I have a big data set that I would like to train on, so my thought is that I am going to do distributed training , but I am currently setting up MultiWorkerMirroredStrategy on tensorflow and i find it hard to use even with https://github.com/tensorflow/ecosystem/tree/master/spark/spark-tensorflow-distributor

https://www.tensorflow.org/api_docs/python/tf/distribute/experimental/MultiWorkerMirroredStrategy

So I was wondering if there are other recommended way of doing NN training if you have big dataset?

Comments

f_max t1_izhg9j7 wrote on December 9, 2022 at 3:18 AM

If you have more than 1 gpu and your model is small enough to fit on 1 gpu, distributed data parallel is the go to. Basically multiple model instances training, with gradients synchronized at end of each batch. PyTorch has it integrated. And probably so does TF.

linearmodality t1_izgkb2p wrote on December 8, 2022 at 11:11 PM

How big is your dataset? The right answer will depend on the size.

IdeaEnough443 OP t1_izgr37h wrote on December 9, 2022 at 12:01 AM

greater than 700GB potentially 10TB scale, it won't fit on single machine memory

ab3rratic t1_izgrfxy wrote on December 9, 2022 at 12:03 AM

Batch gradient descent (the usual method) does not require the entire dataset to fit into memory -- only one batch, as it were.

■ Information shown:
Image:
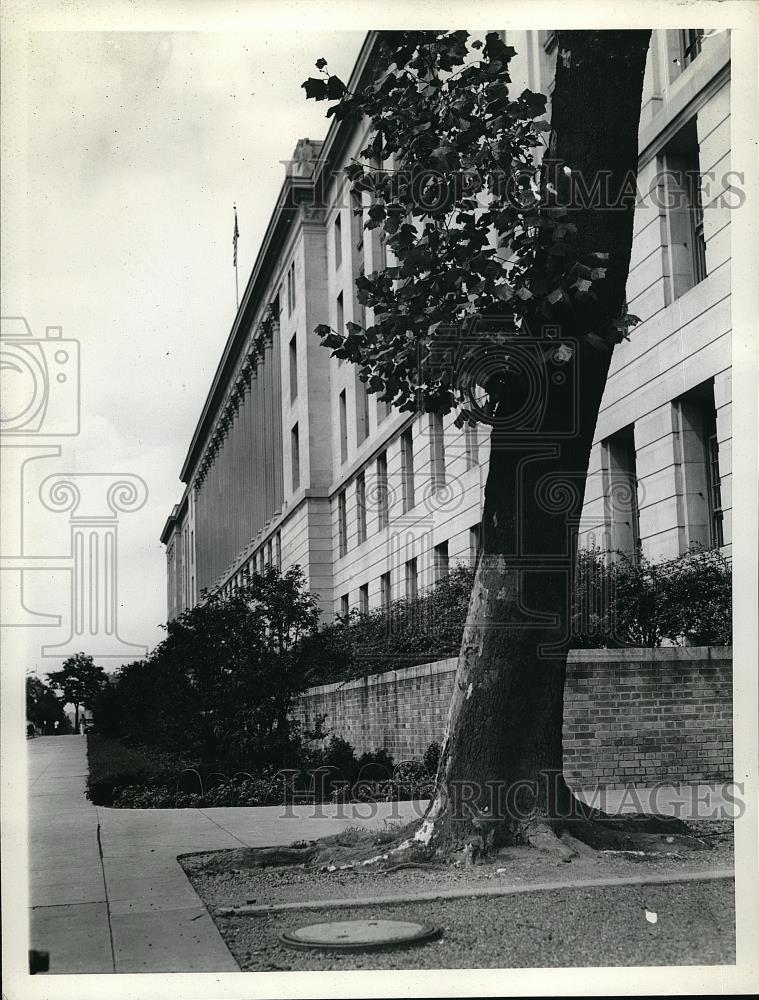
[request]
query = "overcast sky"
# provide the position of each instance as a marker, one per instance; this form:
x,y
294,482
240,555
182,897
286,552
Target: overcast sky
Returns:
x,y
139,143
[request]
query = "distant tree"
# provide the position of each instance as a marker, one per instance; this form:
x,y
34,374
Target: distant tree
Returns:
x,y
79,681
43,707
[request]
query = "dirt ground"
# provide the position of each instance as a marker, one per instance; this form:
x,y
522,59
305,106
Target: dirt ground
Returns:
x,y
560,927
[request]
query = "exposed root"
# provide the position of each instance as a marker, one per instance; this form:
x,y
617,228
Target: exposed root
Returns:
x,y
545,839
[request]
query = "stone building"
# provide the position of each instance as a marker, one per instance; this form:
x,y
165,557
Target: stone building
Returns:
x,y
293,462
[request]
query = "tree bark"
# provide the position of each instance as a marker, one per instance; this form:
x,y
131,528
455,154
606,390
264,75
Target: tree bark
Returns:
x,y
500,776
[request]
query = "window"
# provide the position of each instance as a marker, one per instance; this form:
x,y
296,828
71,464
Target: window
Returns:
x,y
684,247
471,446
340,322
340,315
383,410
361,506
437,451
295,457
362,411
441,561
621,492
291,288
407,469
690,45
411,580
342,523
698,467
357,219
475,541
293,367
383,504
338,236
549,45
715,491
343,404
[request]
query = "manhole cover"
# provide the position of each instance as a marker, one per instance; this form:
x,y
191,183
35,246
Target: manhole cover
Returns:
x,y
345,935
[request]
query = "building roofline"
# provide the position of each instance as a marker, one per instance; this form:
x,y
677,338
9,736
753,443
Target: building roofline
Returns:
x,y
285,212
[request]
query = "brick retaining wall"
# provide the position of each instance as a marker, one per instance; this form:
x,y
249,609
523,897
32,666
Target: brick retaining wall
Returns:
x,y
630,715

==

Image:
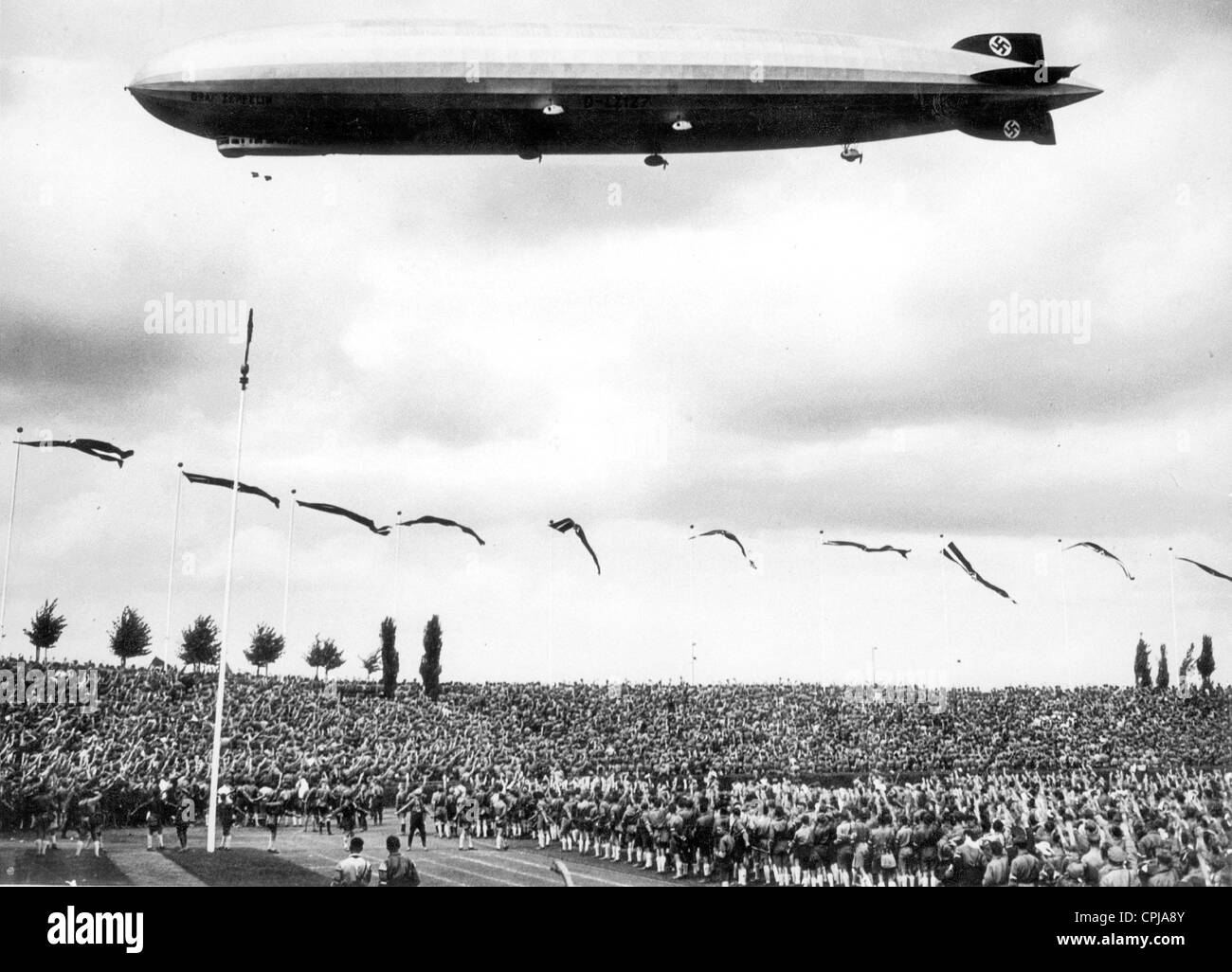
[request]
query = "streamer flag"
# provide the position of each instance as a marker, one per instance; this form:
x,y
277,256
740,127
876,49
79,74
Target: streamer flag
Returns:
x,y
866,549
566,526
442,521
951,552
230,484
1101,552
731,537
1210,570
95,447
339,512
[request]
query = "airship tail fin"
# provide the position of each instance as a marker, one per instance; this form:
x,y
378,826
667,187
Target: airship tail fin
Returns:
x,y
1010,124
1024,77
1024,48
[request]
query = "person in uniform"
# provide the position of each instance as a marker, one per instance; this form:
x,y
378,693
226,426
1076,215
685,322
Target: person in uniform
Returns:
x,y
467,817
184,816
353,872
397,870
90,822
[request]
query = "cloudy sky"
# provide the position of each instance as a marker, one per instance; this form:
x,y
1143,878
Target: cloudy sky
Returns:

■ Exercise set:
a - In the distributed training thread, restate the paragraph beginning "If you have more than 1 gpu" as a short bulleted list that keeps its main facts.
b - In the distributed training thread, what dataset size does the original poster report?
c - Decide whether each statement agrees with the distributed training thread, and support each yes or no with a quotation:
(i) Batch gradient descent requires the entire dataset to fit into memory.
(ii) The original poster was setting up MultiWorkerMirroredStrategy on TensorFlow.
(iii) The commenter linearmodality said that the right answer depends on the size of the dataset.

■ Task-by-task solutions:
a -
- Distributed data parallel is the standard choice when more than one GPU is available and the model fits on a single GPU.
- Multiple instances of the model train at once, and their gradients are synchronized at the end of each batch.
- PyTorch has it integrated, and TF probably does as well.

b - Greater than 700GB, potentially 10TB scale, which will not fit in a single machine's memory.

c -
(i) No: "does not require the entire dataset to fit into memory -- only one batch, as it were."
(ii) Yes: "I am currently setting up MultiWorkerMirroredStrategy on tensorflow"
(iii) Yes: "The right answer will depend on the size."